REQUIRED ACTION: Write out the whole listing below so that every line matches exactly.

DATASET:
BEGIN

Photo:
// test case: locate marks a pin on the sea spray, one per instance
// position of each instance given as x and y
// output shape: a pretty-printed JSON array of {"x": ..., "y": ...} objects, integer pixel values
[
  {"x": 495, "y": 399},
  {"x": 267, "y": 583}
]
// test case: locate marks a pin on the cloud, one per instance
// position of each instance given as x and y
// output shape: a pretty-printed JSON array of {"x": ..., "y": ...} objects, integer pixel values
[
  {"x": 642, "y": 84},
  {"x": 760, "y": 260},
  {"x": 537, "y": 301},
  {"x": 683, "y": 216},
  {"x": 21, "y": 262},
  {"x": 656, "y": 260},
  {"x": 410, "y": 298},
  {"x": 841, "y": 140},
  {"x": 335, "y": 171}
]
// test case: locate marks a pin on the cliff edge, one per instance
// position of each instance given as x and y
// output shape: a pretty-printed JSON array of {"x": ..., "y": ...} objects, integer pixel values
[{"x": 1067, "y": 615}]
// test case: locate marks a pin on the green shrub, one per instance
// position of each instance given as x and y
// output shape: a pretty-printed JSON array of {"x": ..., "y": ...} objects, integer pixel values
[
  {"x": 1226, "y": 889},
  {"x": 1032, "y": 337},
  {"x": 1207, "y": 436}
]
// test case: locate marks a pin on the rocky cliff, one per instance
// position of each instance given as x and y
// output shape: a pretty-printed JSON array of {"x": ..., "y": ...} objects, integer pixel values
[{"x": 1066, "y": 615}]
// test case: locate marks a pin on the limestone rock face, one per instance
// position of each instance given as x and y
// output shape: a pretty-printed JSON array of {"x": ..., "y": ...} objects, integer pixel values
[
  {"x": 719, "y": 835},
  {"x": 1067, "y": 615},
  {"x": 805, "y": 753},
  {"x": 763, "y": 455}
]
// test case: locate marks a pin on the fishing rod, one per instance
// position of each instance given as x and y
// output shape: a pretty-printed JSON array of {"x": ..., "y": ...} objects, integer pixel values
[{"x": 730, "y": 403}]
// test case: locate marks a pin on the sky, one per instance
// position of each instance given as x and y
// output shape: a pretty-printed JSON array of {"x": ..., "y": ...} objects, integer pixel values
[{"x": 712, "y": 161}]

END

RESPONSE AREA:
Photo:
// test case: locate marks a pin on the sea spray, one per instance
// position of each instance given as x and y
// output shape: a pretty-printed JSON array of {"x": ..., "y": ...} objects, integer pixel values
[
  {"x": 495, "y": 399},
  {"x": 267, "y": 583}
]
// test case: locate marks a pin on the cloud, one per instance
// position of each instance given as x and y
// output shape: a pretty-printed JSON array of {"x": ..., "y": ...} objects, integer pixel values
[
  {"x": 642, "y": 84},
  {"x": 760, "y": 260},
  {"x": 537, "y": 301},
  {"x": 683, "y": 216},
  {"x": 21, "y": 262},
  {"x": 656, "y": 260},
  {"x": 410, "y": 298},
  {"x": 841, "y": 140},
  {"x": 335, "y": 171}
]
// test case: locate marks a pin on the cliff edge, one per instance
// position of each instance given as x and y
// output shape: a pretty-printed JSON array of {"x": ..., "y": ...} objects, integer pixel values
[{"x": 1067, "y": 615}]
// test case: locate marks a pin on the green shrub, one per instance
// position of each instance given as x and y
// output shape: a pretty-printed JSON array of {"x": ..., "y": ...} objects, integer pixel values
[
  {"x": 1226, "y": 889},
  {"x": 1032, "y": 337},
  {"x": 1207, "y": 436}
]
// test case: locate marks a pin on the rocky cliff, one per instance
// position of each instance given as x and y
// output shape: a pretty-printed JSON array of {"x": ..., "y": ...} objects, integer pixel values
[{"x": 1066, "y": 615}]
// test case: locate marks a pin on the limestone rock face, one per instance
// position of each instance given as x and y
// output shape: a pretty-printed JSON array of {"x": ..., "y": ...} objects, integer pixel values
[
  {"x": 719, "y": 835},
  {"x": 1067, "y": 615},
  {"x": 805, "y": 753},
  {"x": 763, "y": 455}
]
// test case: locate marks a pin on the fishing rod, one per instance
// position of each instance given as x and y
// output shape: a pretty-printed JSON array of {"x": ..., "y": ...} objects, integer pixel values
[{"x": 730, "y": 403}]
// test case: locate marks a pin on the sky, one per instance
// position of each instance given as x and y
// output shape: a pretty-printed JSON array of {"x": ..., "y": ...} objects, integer pixel values
[{"x": 712, "y": 161}]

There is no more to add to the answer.